EXTRACTED TEXT |
◆ ◆ ◆ ◆ ◆ ◆ ◆

Three or more categories of heirs cannot share their portions of the estate.
Generally, the maximum number of categories that cannot share their portions is three. But we have decided to say “three or more” because the rule of solving for three categories is applicable to four, five and so on (if such higher order problems exist). Remember how to determine the LCM of 3 or more numbers? Select any two, find their LCM. Call it ‘X’. Then find the LCM of ‘X’ and the third number. Name this ‘Y’, and proceed like that until all the numbers are exhausted. That is how to solve Level 3 problems. There is no clear-cut rule on which categories to start with. One has the liberty to select any two. But for simplification, the following may be very handy.
Rule W: Examine the categories that cannot share their portions. Select any two that are SIMILAR and resolve them using the appropriate rule. Let the solution be ‘X’. Next, consider ‘X’ along with the next category; resolve them using the appropriate rule. Continue like that until all the categories have been resolved. Thereafter, multiply the end result by the base number to obtain the new base number.
From the above, it will be deduced that Level 3 has no any new rule. Depending on the problem at hand, the appropriate rules from (K) to (V) are applied.

◆ ◆ ◆ ◆ ◆ ◆ ◆

PROBLEMS AND TASKS |
1) Summarize the inheritance passage in two sentences.
2) Carry on the inheritance passage from its last sentence.
The rows after this passage are separate material.

INFORMATION GIVEN |

◆ ◆ ◆ ◆ ◆ ◆ ◆

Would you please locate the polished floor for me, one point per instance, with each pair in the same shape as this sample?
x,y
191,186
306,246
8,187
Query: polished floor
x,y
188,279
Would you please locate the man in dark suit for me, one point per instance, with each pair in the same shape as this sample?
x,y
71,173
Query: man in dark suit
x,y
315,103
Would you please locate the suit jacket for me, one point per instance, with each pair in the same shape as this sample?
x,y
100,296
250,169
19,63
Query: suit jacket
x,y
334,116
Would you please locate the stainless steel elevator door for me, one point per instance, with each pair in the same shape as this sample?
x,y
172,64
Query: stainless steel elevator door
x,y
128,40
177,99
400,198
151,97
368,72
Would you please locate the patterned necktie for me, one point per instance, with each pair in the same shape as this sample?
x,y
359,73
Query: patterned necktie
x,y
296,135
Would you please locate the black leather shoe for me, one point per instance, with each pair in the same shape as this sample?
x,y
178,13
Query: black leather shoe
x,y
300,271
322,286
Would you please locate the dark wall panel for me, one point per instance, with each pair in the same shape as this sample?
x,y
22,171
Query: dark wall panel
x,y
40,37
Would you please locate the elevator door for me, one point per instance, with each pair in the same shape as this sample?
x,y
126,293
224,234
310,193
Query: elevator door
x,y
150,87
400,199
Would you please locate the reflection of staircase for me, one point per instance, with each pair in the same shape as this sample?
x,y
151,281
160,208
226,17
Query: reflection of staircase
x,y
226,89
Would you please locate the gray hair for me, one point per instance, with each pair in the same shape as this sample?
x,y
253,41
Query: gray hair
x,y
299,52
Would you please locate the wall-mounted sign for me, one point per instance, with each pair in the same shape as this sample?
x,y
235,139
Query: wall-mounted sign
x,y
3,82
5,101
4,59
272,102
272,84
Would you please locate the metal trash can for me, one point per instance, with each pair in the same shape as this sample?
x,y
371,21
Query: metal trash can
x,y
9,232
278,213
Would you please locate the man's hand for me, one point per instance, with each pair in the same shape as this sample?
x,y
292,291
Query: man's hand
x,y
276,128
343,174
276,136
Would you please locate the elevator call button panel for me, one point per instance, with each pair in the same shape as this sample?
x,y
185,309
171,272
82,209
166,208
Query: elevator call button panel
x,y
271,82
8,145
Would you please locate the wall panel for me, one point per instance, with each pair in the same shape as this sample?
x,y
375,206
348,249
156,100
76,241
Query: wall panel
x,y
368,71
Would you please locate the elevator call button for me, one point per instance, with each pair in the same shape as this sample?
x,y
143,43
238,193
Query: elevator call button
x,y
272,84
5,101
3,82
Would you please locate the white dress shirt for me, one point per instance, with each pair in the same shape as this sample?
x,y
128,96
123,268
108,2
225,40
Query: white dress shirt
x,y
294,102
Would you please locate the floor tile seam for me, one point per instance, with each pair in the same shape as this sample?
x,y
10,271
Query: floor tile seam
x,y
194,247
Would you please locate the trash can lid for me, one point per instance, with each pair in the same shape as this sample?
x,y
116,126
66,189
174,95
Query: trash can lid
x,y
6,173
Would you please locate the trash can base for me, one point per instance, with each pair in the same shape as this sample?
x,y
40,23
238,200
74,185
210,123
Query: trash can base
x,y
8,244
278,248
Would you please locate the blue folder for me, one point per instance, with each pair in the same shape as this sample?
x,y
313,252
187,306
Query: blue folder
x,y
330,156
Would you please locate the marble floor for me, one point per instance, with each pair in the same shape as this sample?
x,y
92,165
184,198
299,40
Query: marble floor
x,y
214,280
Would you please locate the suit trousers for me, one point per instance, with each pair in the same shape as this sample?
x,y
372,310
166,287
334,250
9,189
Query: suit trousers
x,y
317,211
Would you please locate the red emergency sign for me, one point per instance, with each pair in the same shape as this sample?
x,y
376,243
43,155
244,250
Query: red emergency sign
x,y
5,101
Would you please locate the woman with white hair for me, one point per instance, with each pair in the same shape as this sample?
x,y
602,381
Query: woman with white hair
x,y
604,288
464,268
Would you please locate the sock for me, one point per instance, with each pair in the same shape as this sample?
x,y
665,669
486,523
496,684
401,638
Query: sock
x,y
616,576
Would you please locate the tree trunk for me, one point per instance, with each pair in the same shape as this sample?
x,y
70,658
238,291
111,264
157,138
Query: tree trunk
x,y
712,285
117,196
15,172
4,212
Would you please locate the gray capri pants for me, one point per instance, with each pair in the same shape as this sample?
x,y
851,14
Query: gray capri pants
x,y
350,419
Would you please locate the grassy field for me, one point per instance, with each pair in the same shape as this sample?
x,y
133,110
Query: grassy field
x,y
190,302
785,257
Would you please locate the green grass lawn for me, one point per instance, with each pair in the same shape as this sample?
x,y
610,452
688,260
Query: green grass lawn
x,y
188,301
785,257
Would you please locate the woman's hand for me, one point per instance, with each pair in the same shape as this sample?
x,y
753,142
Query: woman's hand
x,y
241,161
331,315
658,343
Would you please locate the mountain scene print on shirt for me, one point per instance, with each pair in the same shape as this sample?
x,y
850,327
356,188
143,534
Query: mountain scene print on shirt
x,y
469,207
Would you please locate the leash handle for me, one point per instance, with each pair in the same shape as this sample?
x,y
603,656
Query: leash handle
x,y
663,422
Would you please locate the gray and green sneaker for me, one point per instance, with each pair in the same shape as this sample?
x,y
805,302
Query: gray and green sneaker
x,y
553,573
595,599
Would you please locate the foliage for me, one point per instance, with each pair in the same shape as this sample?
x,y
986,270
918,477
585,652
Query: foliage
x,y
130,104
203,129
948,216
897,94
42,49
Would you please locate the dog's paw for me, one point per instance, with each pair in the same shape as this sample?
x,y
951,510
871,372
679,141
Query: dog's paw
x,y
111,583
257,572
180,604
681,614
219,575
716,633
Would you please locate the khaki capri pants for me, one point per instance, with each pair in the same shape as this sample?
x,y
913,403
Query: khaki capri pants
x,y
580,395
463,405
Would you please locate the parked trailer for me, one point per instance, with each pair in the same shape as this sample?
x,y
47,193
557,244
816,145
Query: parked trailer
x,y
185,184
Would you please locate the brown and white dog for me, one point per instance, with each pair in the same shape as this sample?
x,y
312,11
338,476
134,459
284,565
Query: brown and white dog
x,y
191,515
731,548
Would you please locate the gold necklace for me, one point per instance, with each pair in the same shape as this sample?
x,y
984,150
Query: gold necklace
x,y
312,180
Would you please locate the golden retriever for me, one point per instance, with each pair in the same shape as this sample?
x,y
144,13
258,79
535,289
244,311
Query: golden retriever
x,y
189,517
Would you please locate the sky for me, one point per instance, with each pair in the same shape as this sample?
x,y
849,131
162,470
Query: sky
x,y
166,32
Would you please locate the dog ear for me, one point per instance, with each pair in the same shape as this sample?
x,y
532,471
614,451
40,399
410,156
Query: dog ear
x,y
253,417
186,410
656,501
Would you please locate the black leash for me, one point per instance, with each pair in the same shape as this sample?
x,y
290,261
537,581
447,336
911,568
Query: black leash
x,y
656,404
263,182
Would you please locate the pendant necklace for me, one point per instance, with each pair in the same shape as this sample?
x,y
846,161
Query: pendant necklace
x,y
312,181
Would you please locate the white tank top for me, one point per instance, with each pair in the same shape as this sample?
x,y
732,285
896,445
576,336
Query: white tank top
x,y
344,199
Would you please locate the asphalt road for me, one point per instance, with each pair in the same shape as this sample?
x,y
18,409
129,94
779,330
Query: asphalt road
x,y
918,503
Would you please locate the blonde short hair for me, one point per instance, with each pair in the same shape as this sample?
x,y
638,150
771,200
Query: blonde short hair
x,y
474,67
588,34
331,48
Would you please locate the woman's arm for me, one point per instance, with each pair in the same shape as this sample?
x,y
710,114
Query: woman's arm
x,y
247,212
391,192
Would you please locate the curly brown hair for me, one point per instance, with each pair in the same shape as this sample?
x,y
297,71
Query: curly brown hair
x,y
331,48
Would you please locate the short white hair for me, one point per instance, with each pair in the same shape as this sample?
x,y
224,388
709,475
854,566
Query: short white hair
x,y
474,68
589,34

◆ ◆ ◆ ◆ ◆ ◆ ◆

TASK RESPONSES |
1) When three or more categories of heirs cannot share their portions, they are resolved the way the LCM of several numbers is found: two are resolved first, and that result is then combined with each next category in turn. Rule W advises starting with two similar categories and finally multiplying the end result by the base number to get the new base number, so Level 3 brings no new rule and only applies the appropriate rules from (K) to (V).

2)
Example 32
Heirs | 10 Daughters | 2 Wives | Mother | 6 Full sisters |
Shares | 2/3 | 1/8 | 1/6 | Residue |
Base number | 24 | |||
Portions | 16 | 3 | 4 | 1 |
Question 1: What categories are not able to share their portions?
Answer: “Daughters,” “wives” and “full sisters” categories.
Question 2: What is the relationship between the number of heads and number of portions of these categories?
Answer: “Daughters” category: 10 and 16 converge.
“Wives” category: 2 and 3 are parallel.
“Full sisters” category: 6 and 1 are parallel.
Question 3: Since two categories are parallel, consider them first. What is the relationship between their numbers of heads?
Answer: 2 (number of heads of wives) and 6 (number of heads of full sisters); one is a multiple of the other.
Question 4: What do we do?
Answer: Select the higher one.
Question 5: Which is…
Answer: 6
Question 6: What rule is that?
Answer: Rule L, “If the number of heads in one category is a multiple of the number of heads in the other category, use the higher number to multiply the base number.” But we do NOT multiply by the base number, until all the categories have been resolved.
Question 7: What is the adjust of “daughters” category that converges?
Answer: Common divisor of 10 and 16 is 2. Therefore, adjust of “daughters” category is 10 ÷ 2 = 5.
Question 8: What is the relationship between 6 and 5; solutions of questions 5 and 7 respectively?
Answer: They are parallel.
Question 9: What do we do?
Answer: Apply Rule P, “In a situation whereby there is a parallel relationship between the ADJUST of the category whose number of heads and number of portions have a common divisor and the NUMBER OF HEADS of the category that has no common divisor, multiply the adjust with the number of head.” That is 5 × 6 = 30.
Question 10: Anymore category to resolve?
Answer: No.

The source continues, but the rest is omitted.